SOURCE EXCERPT
———

2015 HAIKU INVITATIONAL

The following comments originally appeared in the Haiku Invitational section on the Vancouver Cherry Blossom Festival website in the fall of 2015.       +       +

Judges’ Comments
on the 2015 Vancouver Cherry Blossom Festival Haiku Invitational

 

by Michael Dylan Welch, Katherine Munro, and Allan Burns

 

The Vancouver Cherry Blossom Festival’s 2015 Haiku Invitational received nearly a thousand entries in six categories—Vancouver, the rest of British Columbia, the rest of Canada, the United States, the rest of the world, and youth, for poets ages 18 and under. We are delighted to present our top selections for each category here, with comments, followed by numerous Sakura Awards and honourable mentions in each category. While the top selections are competitive, we see the rest of the selections as being more like an anthology. We invite you to read all the poems with that idea in mind, that these are not just competition winners but an assemblage of poems that we as judges most wanted to share with you. Indeed, as William J. Higginson put it in the opening paragraph of The Haiku Handbook, the purpose of haiku is to share them. That’s particularly fitting this year, because our theme is “connections.” How do we connect with each other, and how do we connect with nature and the seasons? We see aspects of connection in each of our top winners and in other selections also. We invite you now to make your own connection to each of the following poems and to the moments of celebration and recognition that each one depicts.

Michael Dylan Welch, Katherine Munro, and Allan Burns, judges

 

Best Vancouver Haiku

 

Stanley Cup playoffs

the last cherry blossoms

still hanging on

Jacqueline Pearce

Burnaby, Vancouver

 

The playoffs of Canada’s national winter sport provide an unexpected context for appreciating the season’s last lingering cherry blossoms. We root for the blossoms the way we might root for our home team—and hope that both seasons might be extended. The poem speaks to the tension and suspense involved in human competitions, in which a favourite team may also be merely “hanging on,” but enlarges and illuminates that subject by invoking the transience of natural cycles. There’s a touch of humour to this poem, too, one that is embedded in a fundamental enjoyment and celebration of the natural world.

———

Write out the portion of the haiku judges' comments starting at "the last cherry" and ending at "the natural world.", word for word.

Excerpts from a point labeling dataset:
———

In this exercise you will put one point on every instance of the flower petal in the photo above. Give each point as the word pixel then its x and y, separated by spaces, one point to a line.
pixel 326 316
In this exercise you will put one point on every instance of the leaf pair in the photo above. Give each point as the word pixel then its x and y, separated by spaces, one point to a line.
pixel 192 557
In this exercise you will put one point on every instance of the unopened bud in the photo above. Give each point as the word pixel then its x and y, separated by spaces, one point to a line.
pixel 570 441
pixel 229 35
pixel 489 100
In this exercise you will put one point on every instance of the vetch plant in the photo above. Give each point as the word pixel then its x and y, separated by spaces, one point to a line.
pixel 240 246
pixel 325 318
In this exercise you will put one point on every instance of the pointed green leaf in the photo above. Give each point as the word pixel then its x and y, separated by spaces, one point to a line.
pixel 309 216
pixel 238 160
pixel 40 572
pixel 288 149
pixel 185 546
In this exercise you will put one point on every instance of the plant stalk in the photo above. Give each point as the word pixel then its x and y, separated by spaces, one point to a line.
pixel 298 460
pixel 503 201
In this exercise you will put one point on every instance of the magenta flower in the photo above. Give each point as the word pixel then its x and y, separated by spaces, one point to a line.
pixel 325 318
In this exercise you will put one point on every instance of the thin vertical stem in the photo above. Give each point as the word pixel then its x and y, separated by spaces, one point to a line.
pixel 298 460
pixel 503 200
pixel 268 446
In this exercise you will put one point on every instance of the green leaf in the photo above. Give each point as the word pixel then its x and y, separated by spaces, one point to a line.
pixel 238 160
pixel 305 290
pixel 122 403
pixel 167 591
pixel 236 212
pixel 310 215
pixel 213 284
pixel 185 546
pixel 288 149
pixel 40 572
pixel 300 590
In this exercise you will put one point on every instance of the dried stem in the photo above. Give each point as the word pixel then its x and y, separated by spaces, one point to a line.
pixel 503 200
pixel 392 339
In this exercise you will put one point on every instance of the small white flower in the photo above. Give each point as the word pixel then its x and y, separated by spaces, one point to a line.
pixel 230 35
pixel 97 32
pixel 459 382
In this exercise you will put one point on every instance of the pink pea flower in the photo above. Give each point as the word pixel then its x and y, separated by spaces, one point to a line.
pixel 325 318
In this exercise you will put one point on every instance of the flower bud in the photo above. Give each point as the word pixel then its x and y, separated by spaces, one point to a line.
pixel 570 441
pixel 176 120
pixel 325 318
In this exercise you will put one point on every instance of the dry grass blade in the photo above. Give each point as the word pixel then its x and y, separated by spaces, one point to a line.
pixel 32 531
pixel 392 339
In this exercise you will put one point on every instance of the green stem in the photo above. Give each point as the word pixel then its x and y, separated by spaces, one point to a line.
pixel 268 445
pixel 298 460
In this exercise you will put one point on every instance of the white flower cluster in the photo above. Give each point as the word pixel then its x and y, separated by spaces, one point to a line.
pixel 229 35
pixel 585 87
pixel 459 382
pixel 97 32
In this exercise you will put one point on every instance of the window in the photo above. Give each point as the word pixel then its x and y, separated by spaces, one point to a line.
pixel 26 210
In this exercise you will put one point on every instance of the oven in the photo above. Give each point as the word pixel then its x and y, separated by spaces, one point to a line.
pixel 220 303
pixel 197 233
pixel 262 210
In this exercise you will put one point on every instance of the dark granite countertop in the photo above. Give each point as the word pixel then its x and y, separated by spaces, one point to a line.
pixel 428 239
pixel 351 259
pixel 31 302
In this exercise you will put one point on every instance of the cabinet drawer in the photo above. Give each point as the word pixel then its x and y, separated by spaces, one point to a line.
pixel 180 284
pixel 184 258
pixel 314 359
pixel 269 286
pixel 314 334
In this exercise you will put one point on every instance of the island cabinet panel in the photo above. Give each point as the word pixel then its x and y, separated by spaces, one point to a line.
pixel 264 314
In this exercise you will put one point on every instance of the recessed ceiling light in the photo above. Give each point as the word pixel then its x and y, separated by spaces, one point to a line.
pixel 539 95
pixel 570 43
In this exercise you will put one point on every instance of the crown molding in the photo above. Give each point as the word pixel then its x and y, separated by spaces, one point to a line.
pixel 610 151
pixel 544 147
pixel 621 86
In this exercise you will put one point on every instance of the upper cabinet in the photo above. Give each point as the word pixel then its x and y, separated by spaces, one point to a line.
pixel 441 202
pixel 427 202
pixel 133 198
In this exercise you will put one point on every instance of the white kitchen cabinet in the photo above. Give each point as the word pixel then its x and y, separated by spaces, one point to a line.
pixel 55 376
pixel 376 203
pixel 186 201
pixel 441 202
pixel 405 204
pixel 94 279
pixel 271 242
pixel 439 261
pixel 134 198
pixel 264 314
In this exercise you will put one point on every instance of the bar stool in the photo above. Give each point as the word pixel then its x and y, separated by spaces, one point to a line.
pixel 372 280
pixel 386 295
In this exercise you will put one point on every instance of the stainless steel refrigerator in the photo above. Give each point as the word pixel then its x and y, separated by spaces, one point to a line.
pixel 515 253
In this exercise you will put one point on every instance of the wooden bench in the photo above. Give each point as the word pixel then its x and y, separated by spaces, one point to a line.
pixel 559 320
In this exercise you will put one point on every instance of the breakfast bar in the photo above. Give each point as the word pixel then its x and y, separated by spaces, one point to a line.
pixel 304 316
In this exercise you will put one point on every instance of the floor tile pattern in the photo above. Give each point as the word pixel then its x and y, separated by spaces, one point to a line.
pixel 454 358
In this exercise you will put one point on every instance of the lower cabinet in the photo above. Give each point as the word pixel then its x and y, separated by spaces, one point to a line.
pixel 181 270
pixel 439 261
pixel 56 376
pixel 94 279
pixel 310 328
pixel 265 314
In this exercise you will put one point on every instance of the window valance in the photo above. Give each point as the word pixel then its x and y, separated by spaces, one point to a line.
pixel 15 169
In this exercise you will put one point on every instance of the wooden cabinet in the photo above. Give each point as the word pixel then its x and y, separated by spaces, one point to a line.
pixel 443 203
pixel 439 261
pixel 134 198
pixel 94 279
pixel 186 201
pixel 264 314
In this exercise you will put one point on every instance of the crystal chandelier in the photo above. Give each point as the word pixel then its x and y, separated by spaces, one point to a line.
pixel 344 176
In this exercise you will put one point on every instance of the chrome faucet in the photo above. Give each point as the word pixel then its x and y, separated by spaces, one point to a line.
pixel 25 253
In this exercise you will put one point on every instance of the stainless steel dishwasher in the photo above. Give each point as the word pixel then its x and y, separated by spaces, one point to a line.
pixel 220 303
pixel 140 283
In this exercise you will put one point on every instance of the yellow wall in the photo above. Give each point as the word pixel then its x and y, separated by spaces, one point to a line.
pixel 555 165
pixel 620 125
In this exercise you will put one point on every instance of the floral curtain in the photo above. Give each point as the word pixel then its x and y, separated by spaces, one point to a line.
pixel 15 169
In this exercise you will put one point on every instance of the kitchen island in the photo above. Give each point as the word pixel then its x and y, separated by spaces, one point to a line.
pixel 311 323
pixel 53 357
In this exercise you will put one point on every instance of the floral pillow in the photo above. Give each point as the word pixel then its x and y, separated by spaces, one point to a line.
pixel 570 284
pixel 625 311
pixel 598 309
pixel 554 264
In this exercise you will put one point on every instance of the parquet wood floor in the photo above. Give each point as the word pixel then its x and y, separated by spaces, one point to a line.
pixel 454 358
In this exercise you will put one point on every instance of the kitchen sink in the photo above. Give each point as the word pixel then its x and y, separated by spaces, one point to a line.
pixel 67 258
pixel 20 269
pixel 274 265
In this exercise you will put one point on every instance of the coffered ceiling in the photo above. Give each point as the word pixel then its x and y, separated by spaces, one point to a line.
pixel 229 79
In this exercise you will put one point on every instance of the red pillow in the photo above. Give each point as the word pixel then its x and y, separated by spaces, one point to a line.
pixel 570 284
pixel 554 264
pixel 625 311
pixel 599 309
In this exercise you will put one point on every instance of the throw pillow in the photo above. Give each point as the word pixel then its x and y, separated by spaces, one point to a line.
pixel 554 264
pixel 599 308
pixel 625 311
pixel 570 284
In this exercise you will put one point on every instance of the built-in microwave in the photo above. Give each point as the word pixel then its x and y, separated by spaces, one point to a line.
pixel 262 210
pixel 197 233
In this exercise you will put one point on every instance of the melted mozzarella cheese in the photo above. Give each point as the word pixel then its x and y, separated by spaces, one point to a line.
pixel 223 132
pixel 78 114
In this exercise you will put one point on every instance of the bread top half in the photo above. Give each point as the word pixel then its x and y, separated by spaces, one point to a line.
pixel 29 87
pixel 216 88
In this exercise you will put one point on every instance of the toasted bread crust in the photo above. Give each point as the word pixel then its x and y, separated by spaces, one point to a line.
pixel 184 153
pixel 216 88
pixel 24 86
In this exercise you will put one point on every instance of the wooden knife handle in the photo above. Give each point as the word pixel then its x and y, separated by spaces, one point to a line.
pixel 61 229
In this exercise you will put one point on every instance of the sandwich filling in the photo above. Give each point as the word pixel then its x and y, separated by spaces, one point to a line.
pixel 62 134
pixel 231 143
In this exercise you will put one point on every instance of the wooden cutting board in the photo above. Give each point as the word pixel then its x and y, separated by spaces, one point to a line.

———

EXERCISE ANSWER
the last cherry blossoms

still hanging on

Jacqueline Pearce

Burnaby, Vancouver

 

The playoffs of Canada’s national winter sport provide an unexpected context for appreciating the season’s last lingering cherry blossoms. We root for the blossoms the way we might root for our home team—and hope that both seasons might be extended. The poem speaks to the tension and suspense involved in human competitions, in which a favourite team may also be merely “hanging on,” but enlarges and illuminates that subject by invoking the transience of natural cycles. There’s a touch of humour to this poem, too, one that is embedded in a fundamental enjoyment and celebration of the natural world.